* _Exercise details_:
All entries below are to be copied precisely as they appear.

*** Block opens ***

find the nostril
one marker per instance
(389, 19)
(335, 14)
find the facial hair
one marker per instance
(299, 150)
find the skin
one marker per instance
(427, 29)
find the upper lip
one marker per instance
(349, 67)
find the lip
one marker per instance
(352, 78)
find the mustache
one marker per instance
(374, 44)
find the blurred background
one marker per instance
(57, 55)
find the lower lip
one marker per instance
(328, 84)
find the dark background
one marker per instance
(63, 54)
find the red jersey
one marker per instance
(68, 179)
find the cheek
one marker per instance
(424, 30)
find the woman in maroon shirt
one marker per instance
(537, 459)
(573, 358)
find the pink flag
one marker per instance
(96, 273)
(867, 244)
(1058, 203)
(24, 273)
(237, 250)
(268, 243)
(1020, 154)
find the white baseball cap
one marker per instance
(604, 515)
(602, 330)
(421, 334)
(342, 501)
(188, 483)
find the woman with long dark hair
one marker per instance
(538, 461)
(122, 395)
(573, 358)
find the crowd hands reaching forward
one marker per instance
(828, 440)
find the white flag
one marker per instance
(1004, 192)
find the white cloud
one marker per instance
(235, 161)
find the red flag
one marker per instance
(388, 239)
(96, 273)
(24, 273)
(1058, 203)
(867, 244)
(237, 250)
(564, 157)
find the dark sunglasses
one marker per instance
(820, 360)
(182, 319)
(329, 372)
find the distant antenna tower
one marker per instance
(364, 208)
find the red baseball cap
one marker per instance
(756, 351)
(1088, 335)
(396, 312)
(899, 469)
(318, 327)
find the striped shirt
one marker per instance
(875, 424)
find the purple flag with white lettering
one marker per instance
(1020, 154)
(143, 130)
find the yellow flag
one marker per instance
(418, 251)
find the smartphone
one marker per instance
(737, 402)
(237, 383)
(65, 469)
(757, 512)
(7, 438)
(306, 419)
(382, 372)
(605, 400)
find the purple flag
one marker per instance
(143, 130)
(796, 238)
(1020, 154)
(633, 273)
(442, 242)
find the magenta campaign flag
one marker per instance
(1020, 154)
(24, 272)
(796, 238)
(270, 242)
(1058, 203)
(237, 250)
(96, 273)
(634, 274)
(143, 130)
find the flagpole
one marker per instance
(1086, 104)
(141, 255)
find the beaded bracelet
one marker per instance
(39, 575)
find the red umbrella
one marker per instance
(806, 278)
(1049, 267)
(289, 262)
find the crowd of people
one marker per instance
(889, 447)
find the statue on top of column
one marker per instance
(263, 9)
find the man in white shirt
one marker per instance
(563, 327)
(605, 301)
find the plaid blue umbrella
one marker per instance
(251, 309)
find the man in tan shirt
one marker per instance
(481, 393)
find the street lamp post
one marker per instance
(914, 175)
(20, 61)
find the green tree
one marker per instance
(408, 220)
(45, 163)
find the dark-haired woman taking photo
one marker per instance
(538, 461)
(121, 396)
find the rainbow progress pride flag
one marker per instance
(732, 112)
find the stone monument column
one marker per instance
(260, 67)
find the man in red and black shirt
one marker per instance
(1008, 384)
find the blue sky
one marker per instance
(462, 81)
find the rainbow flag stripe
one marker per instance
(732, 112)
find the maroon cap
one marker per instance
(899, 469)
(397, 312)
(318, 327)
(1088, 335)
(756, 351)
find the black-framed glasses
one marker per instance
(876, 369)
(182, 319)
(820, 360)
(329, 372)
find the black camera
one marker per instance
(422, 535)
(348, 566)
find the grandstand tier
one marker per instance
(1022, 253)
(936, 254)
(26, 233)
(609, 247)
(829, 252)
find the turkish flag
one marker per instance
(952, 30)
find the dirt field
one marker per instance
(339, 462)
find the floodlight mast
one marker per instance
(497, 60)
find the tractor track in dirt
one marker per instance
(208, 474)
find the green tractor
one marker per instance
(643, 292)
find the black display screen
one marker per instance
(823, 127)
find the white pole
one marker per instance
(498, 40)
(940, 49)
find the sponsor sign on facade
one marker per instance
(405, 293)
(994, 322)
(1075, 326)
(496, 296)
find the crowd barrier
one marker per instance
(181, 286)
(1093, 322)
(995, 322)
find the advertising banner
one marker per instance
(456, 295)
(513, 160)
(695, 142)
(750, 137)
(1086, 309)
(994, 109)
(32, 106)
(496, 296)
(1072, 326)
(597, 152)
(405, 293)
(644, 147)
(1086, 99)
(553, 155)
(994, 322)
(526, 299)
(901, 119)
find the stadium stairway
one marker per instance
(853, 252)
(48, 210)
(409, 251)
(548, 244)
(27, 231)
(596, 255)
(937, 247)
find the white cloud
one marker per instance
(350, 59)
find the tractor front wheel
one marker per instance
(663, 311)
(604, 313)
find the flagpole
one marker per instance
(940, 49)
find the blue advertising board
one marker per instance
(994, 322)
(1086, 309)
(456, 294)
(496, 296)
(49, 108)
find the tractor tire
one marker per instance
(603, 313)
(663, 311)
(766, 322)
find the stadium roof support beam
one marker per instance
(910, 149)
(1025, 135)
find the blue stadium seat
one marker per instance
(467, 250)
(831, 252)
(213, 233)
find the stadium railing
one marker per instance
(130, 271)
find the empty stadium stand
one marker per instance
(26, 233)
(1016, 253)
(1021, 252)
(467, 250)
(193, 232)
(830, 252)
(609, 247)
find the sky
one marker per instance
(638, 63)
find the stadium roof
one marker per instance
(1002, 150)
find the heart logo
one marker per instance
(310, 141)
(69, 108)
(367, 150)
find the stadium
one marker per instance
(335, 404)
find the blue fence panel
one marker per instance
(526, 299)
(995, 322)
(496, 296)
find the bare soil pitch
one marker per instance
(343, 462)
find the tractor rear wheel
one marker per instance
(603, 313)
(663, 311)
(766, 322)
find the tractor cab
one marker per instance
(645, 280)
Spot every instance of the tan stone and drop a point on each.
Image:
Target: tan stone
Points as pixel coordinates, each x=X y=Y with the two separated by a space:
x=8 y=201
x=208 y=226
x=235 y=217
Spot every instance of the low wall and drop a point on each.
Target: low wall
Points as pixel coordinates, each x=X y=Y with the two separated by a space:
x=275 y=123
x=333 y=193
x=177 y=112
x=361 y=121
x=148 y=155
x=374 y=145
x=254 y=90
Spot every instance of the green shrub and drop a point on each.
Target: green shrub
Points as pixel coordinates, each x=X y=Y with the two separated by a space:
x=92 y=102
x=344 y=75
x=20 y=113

*** Block closes ***

* _Task result_:
find the nostril
one marker per instance
(389, 19)
(335, 14)
find the facial hair
one marker per instance
(299, 150)
find the skin
one marker per instance
(427, 29)
find the upper lip
one marker per instance
(349, 67)
find the lip
one marker per instance
(352, 78)
find the mustache
one marker per instance
(374, 44)
find the blurred background
one marker per instance
(57, 55)
find the lower lip
one marker per instance
(328, 84)
find the dark background
one marker per instance
(63, 54)
find the red jersey
one marker per instance
(68, 179)
find the cheek
one marker per instance
(424, 30)
find the woman in maroon shirt
one marker per instance
(537, 459)
(573, 358)
find the pink flag
one marker per instance
(96, 273)
(867, 244)
(1058, 203)
(24, 273)
(237, 250)
(268, 243)
(1020, 154)
find the white baseball cap
one marker per instance
(604, 515)
(602, 330)
(421, 334)
(342, 501)
(188, 483)
find the woman with long dark hair
one marker per instance
(538, 461)
(122, 395)
(573, 358)
find the crowd hands reaching forward
one marker per instance
(828, 440)
find the white flag
one marker per instance
(1004, 192)
find the white cloud
one marker per instance
(235, 161)
find the red flag
one marker per instance
(388, 239)
(96, 273)
(24, 273)
(1058, 203)
(867, 244)
(237, 250)
(564, 157)
find the dark sunglasses
one marker per instance
(820, 360)
(182, 319)
(329, 372)
find the distant antenna tower
one marker per instance
(364, 208)
find the red baseball cap
one marker per instance
(756, 351)
(1088, 335)
(396, 312)
(899, 469)
(318, 327)
find the striped shirt
one marker per instance
(875, 424)
find the purple flag with white lettering
one marker per instance
(1020, 154)
(143, 130)
find the yellow flag
one marker per instance
(418, 251)
find the smartphone
one marker per instance
(737, 402)
(237, 383)
(65, 469)
(757, 512)
(7, 438)
(306, 419)
(382, 372)
(605, 400)
find the purple flag
one marker per instance
(143, 130)
(796, 238)
(1020, 154)
(633, 273)
(442, 242)
find the magenta campaign flag
one marker per instance
(1020, 154)
(24, 272)
(796, 238)
(270, 242)
(1058, 203)
(237, 250)
(96, 273)
(634, 274)
(143, 130)
find the flagpole
one marker per instance
(1086, 104)
(141, 255)
find the beaded bracelet
one marker per instance
(39, 575)
find the red umbrella
one marker per instance
(806, 278)
(1049, 267)
(289, 262)
find the crowd of people
one marker per instance
(889, 447)
find the statue on top of column
one marker per instance
(263, 9)
find the man in white shirt
one marker per instance
(563, 327)
(605, 301)
find the plaid blue umbrella
one marker per instance
(251, 309)
find the man in tan shirt
one marker per instance
(481, 393)
find the street lamp post
one marker per instance
(914, 175)
(20, 61)
find the green tree
one marker per instance
(408, 220)
(45, 163)
find the dark-haired woman taking photo
one marker per instance
(538, 461)
(121, 396)
find the rainbow progress pride flag
one marker per instance
(732, 112)
find the stone monument column
one marker per instance
(260, 67)
find the man in red and black shirt
one marker per instance
(1008, 384)
find the blue sky
one marker per instance
(462, 81)
find the rainbow flag stripe
one marker per instance
(732, 112)
find the maroon cap
one marker per instance
(899, 469)
(397, 312)
(318, 327)
(1088, 335)
(756, 351)
find the black-framed glasses
one marker per instance
(876, 369)
(182, 319)
(820, 360)
(329, 372)
find the black camera
one marker per instance
(422, 535)
(348, 566)
find the grandstand tier
one marker per instance
(1022, 253)
(936, 254)
(26, 233)
(609, 247)
(829, 252)
find the turkish flag
one marker per instance
(952, 30)
find the dirt field
one marker per instance
(339, 462)
find the floodlight mast
one marker per instance
(497, 60)
find the tractor track in dirt
one marker per instance
(208, 474)
find the green tractor
one marker per instance
(643, 292)
find the black display screen
one marker per instance
(823, 127)
find the white pole
one marker per instance
(498, 40)
(940, 49)
find the sponsor sign on facade
one marker per instance
(405, 293)
(994, 322)
(1075, 326)
(496, 296)
find the crowd barrier
one marker per instance
(181, 286)
(1093, 322)
(995, 322)
find the advertising banner
one marker per instance
(456, 295)
(513, 160)
(695, 142)
(750, 137)
(1086, 309)
(994, 109)
(32, 106)
(496, 296)
(1072, 326)
(597, 152)
(405, 293)
(644, 147)
(1086, 99)
(553, 155)
(994, 322)
(526, 299)
(901, 119)
find the stadium stairway
one marker per instance
(853, 252)
(48, 210)
(409, 251)
(548, 244)
(27, 231)
(596, 255)
(937, 247)
find the white cloud
one marker per instance
(350, 59)
find the tractor front wheel
one marker per instance
(663, 311)
(604, 313)
find the flagpole
one marker per instance
(940, 49)
find the blue advertising board
one marker per instance
(994, 322)
(1086, 309)
(456, 294)
(496, 296)
(49, 108)
find the tractor tire
one marker per instance
(603, 313)
(663, 311)
(766, 322)
find the stadium roof support beam
one marker per instance
(910, 149)
(1025, 135)
find the blue stadium seat
one marker per instance
(467, 250)
(831, 252)
(213, 233)
find the stadium railing
one marker per instance
(130, 271)
find the empty stadium stand
one marker per instance
(26, 233)
(1016, 253)
(1021, 252)
(467, 250)
(193, 232)
(830, 252)
(609, 247)
find the sky
one marker per instance
(638, 63)
find the stadium roof
one marker per instance
(1002, 150)
find the heart logo
one marker per instance
(310, 141)
(69, 108)
(367, 150)
find the stadium
one marker per instance
(335, 404)
find the blue fence panel
one marker per instance
(526, 299)
(995, 322)
(496, 296)
find the bare soil pitch
one marker per instance
(343, 462)
find the tractor rear wheel
one marker per instance
(603, 313)
(663, 311)
(766, 322)
find the tractor cab
one marker per instance
(645, 280)
Spot every instance of the tan stone and drop a point on each.
Image:
Target: tan stone
Points as pixel coordinates, each x=X y=Y with the two separated by a space:
x=8 y=201
x=208 y=226
x=235 y=217
Spot every instance of the low wall and drop a point on each.
Target: low wall
Points as pixel coordinates, each x=X y=Y with the two separated by a space:
x=275 y=123
x=333 y=193
x=177 y=112
x=361 y=121
x=148 y=155
x=374 y=145
x=254 y=90
Spot every instance of the green shrub and drop a point on each.
Target: green shrub
Points as pixel coordinates, each x=X y=Y with the two separated by a space:
x=92 y=102
x=344 y=75
x=20 y=113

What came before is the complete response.